= Aim of the exercise =
Output the entries verbatim, from their start through the line that contains "[[14, 226], [171, 323], [362, 351], [269, 383], [323, 336]]", including both ends. Omit the pictures.

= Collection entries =
▼▼▼

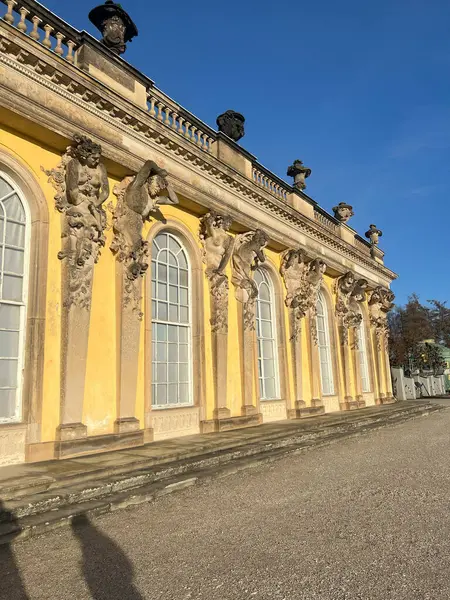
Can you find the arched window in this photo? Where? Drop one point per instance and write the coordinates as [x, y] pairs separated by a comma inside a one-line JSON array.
[[14, 226], [171, 323], [362, 351], [269, 383], [323, 336]]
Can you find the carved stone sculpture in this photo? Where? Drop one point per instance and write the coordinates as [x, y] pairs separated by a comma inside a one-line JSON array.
[[137, 198], [343, 212], [380, 303], [82, 187], [303, 281], [248, 253], [115, 24], [217, 248], [299, 172], [231, 124], [373, 234], [349, 294]]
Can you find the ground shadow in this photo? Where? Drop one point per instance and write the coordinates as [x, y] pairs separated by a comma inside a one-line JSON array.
[[107, 570], [11, 584]]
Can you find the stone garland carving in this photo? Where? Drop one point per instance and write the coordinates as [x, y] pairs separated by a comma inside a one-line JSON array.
[[137, 198], [380, 303], [248, 253], [217, 246], [302, 281], [349, 295], [82, 187]]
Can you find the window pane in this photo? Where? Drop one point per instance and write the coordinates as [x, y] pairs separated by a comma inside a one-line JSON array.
[[162, 273], [173, 373], [270, 390], [7, 404], [174, 245], [173, 275], [161, 352], [173, 393], [173, 293], [265, 311], [8, 373], [161, 332], [184, 352], [173, 313], [184, 373], [183, 296], [9, 316], [326, 375], [162, 291], [173, 353], [162, 311], [184, 278], [184, 393], [173, 333]]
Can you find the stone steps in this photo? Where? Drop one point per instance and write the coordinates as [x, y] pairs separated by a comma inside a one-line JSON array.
[[42, 505]]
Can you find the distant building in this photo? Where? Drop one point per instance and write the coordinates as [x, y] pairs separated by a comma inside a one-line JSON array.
[[155, 279]]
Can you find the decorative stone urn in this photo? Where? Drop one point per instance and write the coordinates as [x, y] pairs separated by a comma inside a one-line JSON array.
[[299, 172], [231, 124], [373, 234], [343, 212], [115, 25]]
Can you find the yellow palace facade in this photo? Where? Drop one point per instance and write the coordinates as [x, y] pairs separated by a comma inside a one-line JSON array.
[[156, 281]]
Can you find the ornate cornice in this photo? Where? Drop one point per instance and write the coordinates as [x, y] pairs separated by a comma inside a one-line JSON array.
[[81, 89]]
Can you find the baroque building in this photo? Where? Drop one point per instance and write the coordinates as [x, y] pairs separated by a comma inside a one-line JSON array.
[[156, 280]]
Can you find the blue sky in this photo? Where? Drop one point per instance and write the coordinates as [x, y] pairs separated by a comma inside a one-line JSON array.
[[360, 91]]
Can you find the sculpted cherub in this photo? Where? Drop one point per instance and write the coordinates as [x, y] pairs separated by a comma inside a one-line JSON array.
[[217, 243], [86, 189], [138, 197], [354, 316], [248, 253], [293, 270]]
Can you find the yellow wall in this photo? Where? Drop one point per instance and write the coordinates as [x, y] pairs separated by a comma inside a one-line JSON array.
[[100, 409]]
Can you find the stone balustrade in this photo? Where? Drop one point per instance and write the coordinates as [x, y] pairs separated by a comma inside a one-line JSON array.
[[263, 179], [43, 26], [178, 119], [326, 220]]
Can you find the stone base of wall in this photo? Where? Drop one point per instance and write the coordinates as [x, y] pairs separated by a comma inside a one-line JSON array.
[[215, 425], [273, 410], [175, 422], [99, 443]]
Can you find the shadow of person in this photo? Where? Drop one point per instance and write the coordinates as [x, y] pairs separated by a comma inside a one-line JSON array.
[[107, 570], [12, 586]]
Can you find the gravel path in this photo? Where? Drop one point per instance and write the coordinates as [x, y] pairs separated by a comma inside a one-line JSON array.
[[365, 518]]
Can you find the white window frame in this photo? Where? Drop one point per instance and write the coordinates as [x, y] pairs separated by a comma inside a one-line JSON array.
[[322, 301], [267, 279], [363, 362], [157, 321], [18, 415]]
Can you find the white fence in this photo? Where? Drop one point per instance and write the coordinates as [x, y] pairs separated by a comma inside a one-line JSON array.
[[417, 386]]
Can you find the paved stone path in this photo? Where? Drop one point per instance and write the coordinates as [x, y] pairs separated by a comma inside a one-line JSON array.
[[365, 518]]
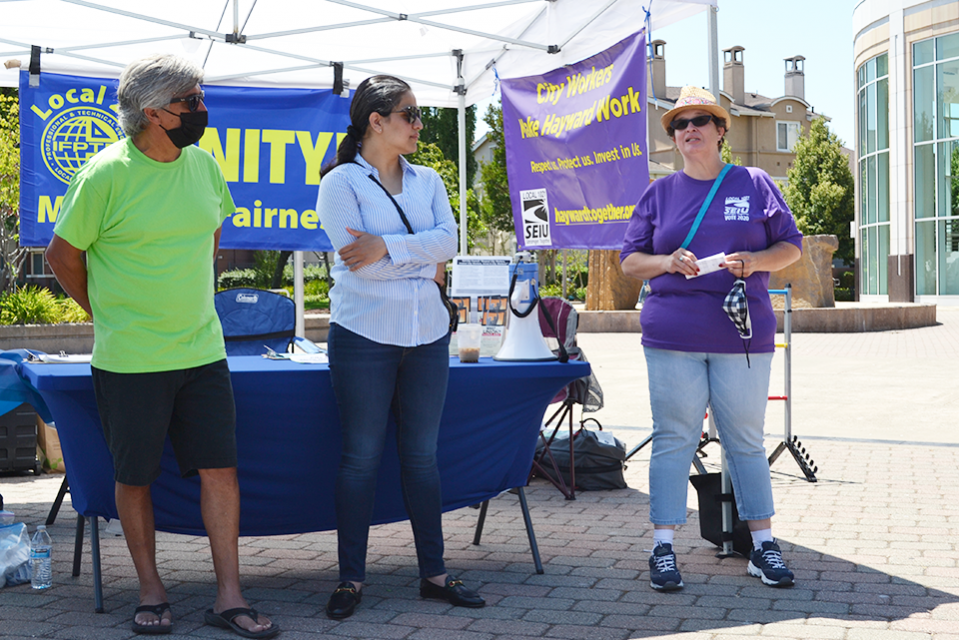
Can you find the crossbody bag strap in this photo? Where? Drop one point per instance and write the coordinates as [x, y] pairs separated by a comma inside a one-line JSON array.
[[702, 210], [389, 195]]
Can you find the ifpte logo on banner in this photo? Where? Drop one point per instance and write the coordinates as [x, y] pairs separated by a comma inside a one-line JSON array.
[[535, 218], [74, 134]]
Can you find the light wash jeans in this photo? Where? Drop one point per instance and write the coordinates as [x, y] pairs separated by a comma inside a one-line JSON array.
[[681, 384]]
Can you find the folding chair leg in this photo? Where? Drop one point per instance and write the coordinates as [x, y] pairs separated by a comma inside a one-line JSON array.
[[78, 545], [565, 411], [97, 578], [480, 522], [55, 509], [529, 530]]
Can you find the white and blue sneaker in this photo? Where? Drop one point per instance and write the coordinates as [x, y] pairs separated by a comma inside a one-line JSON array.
[[767, 565], [663, 574]]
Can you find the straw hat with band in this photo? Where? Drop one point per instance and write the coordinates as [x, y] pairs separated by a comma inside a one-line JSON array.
[[694, 98]]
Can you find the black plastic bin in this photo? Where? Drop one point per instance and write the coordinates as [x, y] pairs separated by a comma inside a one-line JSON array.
[[18, 440]]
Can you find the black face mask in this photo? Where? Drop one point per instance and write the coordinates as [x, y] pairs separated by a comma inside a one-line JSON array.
[[192, 126]]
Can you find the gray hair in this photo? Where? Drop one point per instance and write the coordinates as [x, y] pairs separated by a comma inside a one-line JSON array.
[[150, 83]]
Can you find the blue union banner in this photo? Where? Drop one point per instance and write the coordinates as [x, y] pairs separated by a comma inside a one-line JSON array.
[[270, 144]]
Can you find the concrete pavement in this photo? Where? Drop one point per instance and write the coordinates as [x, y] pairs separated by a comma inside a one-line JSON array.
[[873, 543]]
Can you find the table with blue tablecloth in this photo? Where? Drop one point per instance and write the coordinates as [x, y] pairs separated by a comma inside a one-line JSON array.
[[288, 442]]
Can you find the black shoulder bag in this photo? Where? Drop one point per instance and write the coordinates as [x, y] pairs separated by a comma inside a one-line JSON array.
[[450, 307]]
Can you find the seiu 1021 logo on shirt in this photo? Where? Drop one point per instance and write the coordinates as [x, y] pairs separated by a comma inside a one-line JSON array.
[[737, 208]]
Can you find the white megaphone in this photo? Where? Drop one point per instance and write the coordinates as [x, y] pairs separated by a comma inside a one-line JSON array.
[[524, 340]]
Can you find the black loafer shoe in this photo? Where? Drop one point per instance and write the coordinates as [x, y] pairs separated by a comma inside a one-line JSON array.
[[453, 592], [343, 601]]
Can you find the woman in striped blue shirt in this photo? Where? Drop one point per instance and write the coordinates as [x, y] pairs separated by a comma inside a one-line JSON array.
[[393, 230]]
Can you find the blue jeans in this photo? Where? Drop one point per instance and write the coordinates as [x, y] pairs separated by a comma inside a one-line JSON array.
[[681, 384], [370, 380]]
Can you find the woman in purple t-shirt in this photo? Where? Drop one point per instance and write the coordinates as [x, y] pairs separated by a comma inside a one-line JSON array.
[[694, 353]]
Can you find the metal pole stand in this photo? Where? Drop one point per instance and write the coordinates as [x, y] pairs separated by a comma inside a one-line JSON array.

▲▲▲

= Answer =
Can you find the arched window in this photo? Where? Drop one point per instance and write the coordinates as [x, y] pairs separated by a comma inside a one-line JSON array.
[[14, 226], [171, 323], [362, 351], [269, 383], [323, 336]]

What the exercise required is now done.